*TASK STATEMENT*: Resume the article on possible Iran–Israel contacts, picking up right after its last sentence.

*EXCERPTED PASSAGE*:

* * *

17.10.09

Are Iran and Israel Talking Again?

Russia's FM Sergei Lavrov urged, in an interview with RIA Novosti, Iran and Israel to restore relations. "There is nothing impossible in that," he said, adding that "no one needs war".

Russia's interesting position coincided with emerging news that representatives from the two rivals had already met in Egypt under Australian sponsorship.
Australian paper The Age, reported that a meeting took place in the Egyptian capital, Cairo, last month as part of the International Commission on Nuclear Non-proliferation and Disarmament, an expert panel assembled by Prime Minister Kevin Rudd to help rid the world of nuclear arms.

Iran's senior envoy to the meeting was its ambassador to the International Atomic Energy Agency, Ali Asghar Soltanieh.

Israel sent the director of the Israel Atomic Energy Commission, Merav Zafary-Odiz. Israel's former foreign affairs minister, Shlomo Ben-Ami, was also at the meeting in a non-official role.

In fact any contacts between Israel and Iran should come as no surprise. The two countries have a track record of relations and communications that goes even beyond the Islamic revolution era.
Trita Parsi’s excellent book "Treacherous Alliance", details the fascinating complex relationship between the US, Iran, and Israel.

* * *

*RECORDS*:
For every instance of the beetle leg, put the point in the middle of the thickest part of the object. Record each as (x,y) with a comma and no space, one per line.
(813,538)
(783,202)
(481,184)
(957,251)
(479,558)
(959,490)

* * *

*RESPONSE AREA*:
Consider this piece of information he provides about the Israeli Iranian communications in the post-Khomeini era:

In early 1980s, only months after the eruption of the hostage crisis, Ahmed Kashani, the youngest son of Grand Ayatollah Abol Qassem Kashani, who had played a key role in the nationalization of the Iranian oil industry in 1951, visited Israel – most likely the first Iranian to do so after the revolution – to discuss arms sales and military cooperation against Iraq’s nuclear program at Osirak.

While there is a tendency to limit the contacts between Israel and Iran to the well known "Iran Contra", in which Tel Aviv played a crucial role in facilitating arms shipments to Tehran from the US, Parsi uncovers the multi-folded communications between the two countries in this respect.
Parsi quotes the Jaffee Institute for Strategic Studies at Tel Aviv University as saying that arms sales to Iran totaled an estimated $500 million from 1980 to 1983, most of it was paid for by Iranian oil delivered to Israel.

Parsi brilliantly puts the Israeli Iranian relations in the perspective of Bin Gurion's "Periphery Doctrine", according to which Israel, for a long period of time, pursued alliances with the belt states around the Arab World, which are Iran, Turkey and Ethiopia under the former Haile Selassie emperors. Below is a soundbite from the book on the DNA of such a relation.

In May 1982, Israeli Defense Minister Ariel Sharon told NBC that Tel Aviv had supplied Iran with arms and ammunition because it viewed Iraq as "being dangerous to the peace process in the Middle East". Sharon added that Israel provided the arms to Iran because it felt it was important to "leave a small window open" to the possibility of good relations with Iran in the future.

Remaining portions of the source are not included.